> _AUFGABENSTELLUNG_: Überführe alle Zeilen der folgenden Datensätze in eine JSON-Liste von Zeichenketten, eine Zeichenkette pro Zeile und ohne Leerzeilen. Lass die Bilder dabei weg.

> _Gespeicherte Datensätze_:
>>
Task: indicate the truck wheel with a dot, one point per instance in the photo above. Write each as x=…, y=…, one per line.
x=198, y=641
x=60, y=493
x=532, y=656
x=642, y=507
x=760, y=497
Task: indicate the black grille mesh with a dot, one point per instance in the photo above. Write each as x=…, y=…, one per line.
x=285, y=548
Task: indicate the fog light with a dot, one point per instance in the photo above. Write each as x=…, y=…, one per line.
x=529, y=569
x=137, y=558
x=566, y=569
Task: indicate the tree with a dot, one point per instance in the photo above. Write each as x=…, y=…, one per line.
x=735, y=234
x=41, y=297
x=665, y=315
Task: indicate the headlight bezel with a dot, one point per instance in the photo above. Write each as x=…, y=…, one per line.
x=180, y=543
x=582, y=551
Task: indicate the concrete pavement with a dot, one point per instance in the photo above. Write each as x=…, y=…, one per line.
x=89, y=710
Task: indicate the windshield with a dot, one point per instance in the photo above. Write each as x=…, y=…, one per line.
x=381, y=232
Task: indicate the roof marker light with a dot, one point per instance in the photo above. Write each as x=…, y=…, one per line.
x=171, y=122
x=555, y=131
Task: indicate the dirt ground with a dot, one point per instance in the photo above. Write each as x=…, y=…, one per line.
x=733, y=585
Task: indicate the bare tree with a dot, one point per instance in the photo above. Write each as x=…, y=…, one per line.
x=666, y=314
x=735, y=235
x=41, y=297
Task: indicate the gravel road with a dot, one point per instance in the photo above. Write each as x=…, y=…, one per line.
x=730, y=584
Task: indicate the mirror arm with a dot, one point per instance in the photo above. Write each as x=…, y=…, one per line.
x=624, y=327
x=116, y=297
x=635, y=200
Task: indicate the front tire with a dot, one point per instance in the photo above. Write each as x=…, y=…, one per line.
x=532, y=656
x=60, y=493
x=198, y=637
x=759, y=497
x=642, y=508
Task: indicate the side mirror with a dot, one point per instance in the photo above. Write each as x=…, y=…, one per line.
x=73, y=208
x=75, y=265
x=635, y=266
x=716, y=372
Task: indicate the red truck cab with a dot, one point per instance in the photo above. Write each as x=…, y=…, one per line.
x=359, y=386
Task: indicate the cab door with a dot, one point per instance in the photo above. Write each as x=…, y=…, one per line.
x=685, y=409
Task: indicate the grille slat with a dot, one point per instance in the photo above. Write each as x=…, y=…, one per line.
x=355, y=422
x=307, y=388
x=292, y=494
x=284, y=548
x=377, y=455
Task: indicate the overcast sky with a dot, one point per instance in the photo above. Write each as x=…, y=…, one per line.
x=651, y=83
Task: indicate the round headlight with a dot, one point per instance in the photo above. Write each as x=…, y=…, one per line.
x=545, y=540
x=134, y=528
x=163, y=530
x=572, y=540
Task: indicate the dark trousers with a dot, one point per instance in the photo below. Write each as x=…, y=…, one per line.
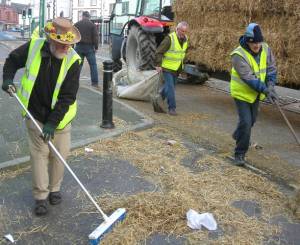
<<
> _DIE LÖSUNG_:
[
  "Task: indicate the truck wheel with a dot, one point per instance in the photo above. Write each as x=…, y=…, one per line.",
  "x=198, y=641",
  "x=60, y=493",
  "x=532, y=656",
  "x=642, y=507",
  "x=760, y=497",
  "Task: indicate the black grille mesh with a dot, one point per instance in the photo above. Write each as x=…, y=…, one per line.",
  "x=285, y=548",
  "Task: indicate the fog light with a dot, one point per instance in the photo above. Write each as x=…, y=…, one per line.",
  "x=529, y=569",
  "x=137, y=558",
  "x=566, y=569",
  "Task: indicate the tree with a dot, one point per instance in the photo above. Write each as x=…, y=…, one per line.",
  "x=735, y=234",
  "x=41, y=297",
  "x=665, y=315",
  "Task: indicate the headlight bezel with a dot, one point per instance in the photo above. Write each as x=…, y=…, one per line.",
  "x=180, y=543",
  "x=582, y=551",
  "Task: indicate the concrete pavement with a dot, one point per instance in the photo above. Write each as x=…, y=…, one per line.",
  "x=89, y=710",
  "Task: indicate the windshield with a dot, one point per instance in the photo above. Write each as x=…, y=…, one per line.",
  "x=381, y=232",
  "Task: indicate the roof marker light with a dot, one point per instance in the photo above. Write each as x=…, y=…, one per line.",
  "x=171, y=122",
  "x=555, y=131",
  "Task: indicate the dirt ground with a dot, one point per instance in the photo above. Write each as x=…, y=…, one per line.",
  "x=733, y=585",
  "Task: indicate the bare tree with a dot, one point per instance in the photo above. Write each as x=…, y=…, one per line.",
  "x=666, y=314",
  "x=735, y=235",
  "x=41, y=297",
  "Task: indicate the gravel road with a dot, one point per instance in the photo above. Write each as x=…, y=…, one per line.",
  "x=730, y=584",
  "Task: indicate the mirror arm with a dot, one point per instance in the photo above. Write each as x=…, y=…, one per line.",
  "x=624, y=327",
  "x=116, y=297",
  "x=635, y=200",
  "Task: indicate the front tire with a dot, one point per instance in the photo above. Write each as x=…, y=…, one per line.",
  "x=532, y=656",
  "x=60, y=493",
  "x=198, y=637",
  "x=759, y=497",
  "x=642, y=508",
  "Task: indicate the side mirror with a dot, one point per instance in the photo above. Write each as x=…, y=…, one per line.",
  "x=73, y=208",
  "x=75, y=265",
  "x=635, y=266",
  "x=716, y=372",
  "Task: indicate the red truck cab with a dot, one point per instance in the photo above. Write each as x=…, y=…, one per line.",
  "x=359, y=386",
  "Task: indicate the cab door with a dot, one point per instance in the photo above. Write each as x=…, y=…, one per line.",
  "x=685, y=409",
  "Task: indicate the grille slat with a dot, one point per instance in the photo above. Write each as x=…, y=…, one per line.",
  "x=355, y=422",
  "x=307, y=388",
  "x=292, y=494",
  "x=284, y=548",
  "x=377, y=455",
  "Task: indicate the overcast sky with a dot, one point per instance in the photo above. Write each as x=…, y=…, one per line.",
  "x=651, y=83",
  "Task: indicate the round headlight with a dot, one point per instance in the photo above. Write each as x=…, y=…, one per line.",
  "x=545, y=540",
  "x=134, y=528",
  "x=163, y=530",
  "x=572, y=540",
  "Task: indicate the dark trousers with a dot, one point per instance in the photo below. Write each as x=…, y=…, one per line."
]